__Aim__:
Can you reproduce all the records below, substituting "sleeve pocket" for "uniform pocket" and leaving everything else unchanged?
# Given entries start
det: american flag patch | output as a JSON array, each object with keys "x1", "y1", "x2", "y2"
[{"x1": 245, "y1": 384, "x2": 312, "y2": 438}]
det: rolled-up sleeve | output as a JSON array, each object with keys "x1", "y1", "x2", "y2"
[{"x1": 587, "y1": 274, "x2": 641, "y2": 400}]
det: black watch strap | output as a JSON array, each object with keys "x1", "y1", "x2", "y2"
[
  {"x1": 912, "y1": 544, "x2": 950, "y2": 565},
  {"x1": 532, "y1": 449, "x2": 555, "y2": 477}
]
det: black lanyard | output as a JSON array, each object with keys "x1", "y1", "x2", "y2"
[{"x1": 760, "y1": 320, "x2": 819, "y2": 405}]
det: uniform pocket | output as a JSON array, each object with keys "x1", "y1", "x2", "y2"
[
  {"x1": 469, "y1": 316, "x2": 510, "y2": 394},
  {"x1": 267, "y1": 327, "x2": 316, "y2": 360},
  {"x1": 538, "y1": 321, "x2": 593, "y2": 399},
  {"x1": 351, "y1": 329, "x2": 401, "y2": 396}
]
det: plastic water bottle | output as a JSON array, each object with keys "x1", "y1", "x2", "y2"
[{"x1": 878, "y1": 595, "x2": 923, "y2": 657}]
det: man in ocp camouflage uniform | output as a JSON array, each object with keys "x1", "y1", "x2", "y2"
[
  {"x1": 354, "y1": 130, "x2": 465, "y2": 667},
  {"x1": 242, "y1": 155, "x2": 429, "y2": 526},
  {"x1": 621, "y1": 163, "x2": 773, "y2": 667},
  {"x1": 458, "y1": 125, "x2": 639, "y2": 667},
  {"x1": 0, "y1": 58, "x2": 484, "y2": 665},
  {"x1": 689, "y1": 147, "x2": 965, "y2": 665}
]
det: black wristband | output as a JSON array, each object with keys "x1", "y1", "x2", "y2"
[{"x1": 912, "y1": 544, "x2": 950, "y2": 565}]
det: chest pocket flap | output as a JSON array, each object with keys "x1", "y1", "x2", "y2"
# Given entries end
__Finished answer__:
det: american flag patch | output as a JSON array, each object with keys "x1", "y1", "x2", "y2"
[{"x1": 245, "y1": 384, "x2": 312, "y2": 438}]
det: rolled-up sleeve | output as a JSON array, each object with keys "x1", "y1", "x2", "y2"
[{"x1": 587, "y1": 274, "x2": 641, "y2": 400}]
det: black watch strap | output as a JSON array, each object with keys "x1", "y1", "x2", "y2"
[
  {"x1": 912, "y1": 544, "x2": 950, "y2": 565},
  {"x1": 532, "y1": 449, "x2": 555, "y2": 477}
]
det: black lanyard | output as a JSON array, each object with keys "x1", "y1", "x2", "y2"
[{"x1": 760, "y1": 320, "x2": 819, "y2": 405}]
det: sleeve pocket | output as a JSON array, each object with keys "x1", "y1", "x2", "y2"
[
  {"x1": 469, "y1": 316, "x2": 510, "y2": 394},
  {"x1": 267, "y1": 327, "x2": 316, "y2": 360},
  {"x1": 538, "y1": 321, "x2": 593, "y2": 399},
  {"x1": 351, "y1": 329, "x2": 401, "y2": 396}
]
det: plastic water bottle | output as a JSON array, each object with keys "x1", "y1", "x2", "y2"
[{"x1": 878, "y1": 595, "x2": 923, "y2": 657}]
det: man in ocp camouflage uniform | output as a JSON array, each object with keys "x1", "y1", "x2", "y2"
[
  {"x1": 354, "y1": 130, "x2": 465, "y2": 667},
  {"x1": 242, "y1": 155, "x2": 429, "y2": 526},
  {"x1": 621, "y1": 163, "x2": 773, "y2": 667},
  {"x1": 458, "y1": 125, "x2": 639, "y2": 667},
  {"x1": 0, "y1": 58, "x2": 484, "y2": 665},
  {"x1": 689, "y1": 147, "x2": 965, "y2": 665}
]
det: black wristband | output as a JSON array, each object with keys "x1", "y1", "x2", "y2"
[{"x1": 912, "y1": 544, "x2": 950, "y2": 565}]
det: chest pocket flap | output as a JSON array, each object with keys "x1", "y1", "x2", "y2"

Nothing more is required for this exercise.